• **Page extract**

The documents — more than 130,000 files in all — have been assembled in a searchable online database by the advocacy group Public Justice. The organization, which battles against secrecy in the courts, fought successfully last year to make the documents public.
"These documents show the extreme danger of court secrecy," said Public Justice Chairman Arthur Bryant. "They prove that court secrecy kills. Literally."
With millions sold since the design first went on the market in the 1940s, Remington claims its Model 700 is the best-selling bolt-action rifle ever made. But lawsuits have alleged that for decades the company covered up a deadly design flaw that allows the guns to fire without the trigger being pulled, resulting in dozens of deaths and hundreds of injuries. The company has denied the allegations.
The documents show Remington engineers wrestling with what they called a "very dangerous" situation as early as 1947 — before the guns went on sale. Company officials eventually decided that a design change was not worth the added cost, a conclusion they would reach again and again.
"The gun may accidentally fire when you move the safety from the 'safe' position to the 'fire' position, or when you close the bolt," the proposed notice read. Company officials ultimately rejected the warning as "too strong," and never sent it out. The company also decided against multiple internal proposals over the years to recall the guns.

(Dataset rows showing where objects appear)
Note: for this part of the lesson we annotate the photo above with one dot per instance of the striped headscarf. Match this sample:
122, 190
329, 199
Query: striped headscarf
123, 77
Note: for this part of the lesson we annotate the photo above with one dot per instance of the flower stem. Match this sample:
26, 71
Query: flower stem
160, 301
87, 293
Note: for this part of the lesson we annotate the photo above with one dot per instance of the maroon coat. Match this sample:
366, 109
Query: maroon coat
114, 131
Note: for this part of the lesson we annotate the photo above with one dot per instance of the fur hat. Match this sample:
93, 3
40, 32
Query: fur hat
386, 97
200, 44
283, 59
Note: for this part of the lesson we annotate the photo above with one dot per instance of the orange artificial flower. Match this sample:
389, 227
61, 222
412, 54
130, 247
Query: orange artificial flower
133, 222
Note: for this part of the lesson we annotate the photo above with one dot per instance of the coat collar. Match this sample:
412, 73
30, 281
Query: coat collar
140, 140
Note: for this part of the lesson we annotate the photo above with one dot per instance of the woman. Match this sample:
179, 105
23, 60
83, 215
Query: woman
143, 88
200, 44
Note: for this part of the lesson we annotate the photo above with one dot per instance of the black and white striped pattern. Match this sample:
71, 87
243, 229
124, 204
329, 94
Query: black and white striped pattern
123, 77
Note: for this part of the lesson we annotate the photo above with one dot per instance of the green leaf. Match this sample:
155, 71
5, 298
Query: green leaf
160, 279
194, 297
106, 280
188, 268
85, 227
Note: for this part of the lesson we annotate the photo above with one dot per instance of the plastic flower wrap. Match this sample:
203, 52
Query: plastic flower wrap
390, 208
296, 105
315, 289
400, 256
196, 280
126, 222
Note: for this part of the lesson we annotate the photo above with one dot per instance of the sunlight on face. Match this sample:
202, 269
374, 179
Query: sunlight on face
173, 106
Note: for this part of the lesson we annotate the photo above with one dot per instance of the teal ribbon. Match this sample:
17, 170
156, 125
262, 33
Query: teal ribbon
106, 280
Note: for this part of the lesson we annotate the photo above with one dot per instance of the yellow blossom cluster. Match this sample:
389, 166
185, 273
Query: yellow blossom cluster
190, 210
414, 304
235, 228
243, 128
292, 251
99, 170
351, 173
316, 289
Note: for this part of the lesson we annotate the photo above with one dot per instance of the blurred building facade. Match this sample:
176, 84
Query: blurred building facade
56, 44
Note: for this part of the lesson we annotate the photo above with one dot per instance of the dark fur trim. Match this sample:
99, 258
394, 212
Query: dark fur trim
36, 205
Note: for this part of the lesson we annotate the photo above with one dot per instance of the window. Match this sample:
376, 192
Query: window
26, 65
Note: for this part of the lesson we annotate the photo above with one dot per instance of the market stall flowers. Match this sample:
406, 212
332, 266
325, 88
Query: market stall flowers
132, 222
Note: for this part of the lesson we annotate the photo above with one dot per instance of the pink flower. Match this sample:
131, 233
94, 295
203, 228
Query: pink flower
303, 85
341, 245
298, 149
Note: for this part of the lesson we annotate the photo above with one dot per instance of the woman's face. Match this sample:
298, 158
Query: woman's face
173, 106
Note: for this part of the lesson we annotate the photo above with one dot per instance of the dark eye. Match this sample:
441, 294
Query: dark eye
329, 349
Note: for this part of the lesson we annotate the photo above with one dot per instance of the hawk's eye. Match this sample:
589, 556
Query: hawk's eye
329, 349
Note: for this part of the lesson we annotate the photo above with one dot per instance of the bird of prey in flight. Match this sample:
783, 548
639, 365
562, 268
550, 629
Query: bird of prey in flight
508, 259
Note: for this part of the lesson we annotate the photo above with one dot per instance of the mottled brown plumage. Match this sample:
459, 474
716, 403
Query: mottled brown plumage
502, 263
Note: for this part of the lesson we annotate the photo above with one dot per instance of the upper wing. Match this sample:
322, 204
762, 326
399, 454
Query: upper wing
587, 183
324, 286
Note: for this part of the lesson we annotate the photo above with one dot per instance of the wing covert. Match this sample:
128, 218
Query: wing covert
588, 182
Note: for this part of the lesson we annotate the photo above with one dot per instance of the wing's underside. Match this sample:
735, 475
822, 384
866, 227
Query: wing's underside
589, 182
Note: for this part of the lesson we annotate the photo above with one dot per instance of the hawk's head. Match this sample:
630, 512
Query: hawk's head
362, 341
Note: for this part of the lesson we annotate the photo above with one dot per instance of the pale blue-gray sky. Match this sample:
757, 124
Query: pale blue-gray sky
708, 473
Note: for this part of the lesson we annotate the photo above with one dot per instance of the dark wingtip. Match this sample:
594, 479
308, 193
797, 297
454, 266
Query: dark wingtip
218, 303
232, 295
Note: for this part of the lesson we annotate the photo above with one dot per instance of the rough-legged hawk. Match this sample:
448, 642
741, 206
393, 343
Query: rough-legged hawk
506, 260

• **Short task**
Continue the article on the Remington rifle documents, picking up after its last sentence.

• **Result**
In public statements, Remington has steadfastly maintained that the guns are safe and free of defects. But in 2014, while still maintaining the guns are safe, the company agreed in a nationwide class action settlement to replace the triggers in some 7 million guns — including the Model 700 and a dozen other firearms with similar designs — in hopes of putting the matter behind itself once and for all. A federal judge in Kansas City has set this Friday as the deadline for objections to the settlement, with a hearing on final approval scheduled for Feb. 14.
Remington attorneys did not immediately respond to a request for comment about the new database.
The vast majority of the documents were compiled by Richard Barber, a Montana man whose 9-year-old son was killed when he says a Remington 700 rifle fired unexpectedly during a family hunting trip in 2000. The Barber family settled a wrongful death suit against the company in 2002.
"This information is a living memorial to my son, Gus," Barber said in an interview. "I hope these educational resources will break the cycle of injury and death."
Many of the documents have been featured in CNBC's reporting on the issue, including a 2010 documentary and a follow-up investigation last year. Most were turned over by the company during the discovery phase of various lawsuits going back decades.
For years, Barber was unable to release most of the documents because of court-imposed protective orders — a common feature in product liability cases meant to allow companies to enter into legal settlements without revealing trade secrets and other proprietary information.
"This information has been buried while people profit from the pain and suffering of families like mine," Barber said.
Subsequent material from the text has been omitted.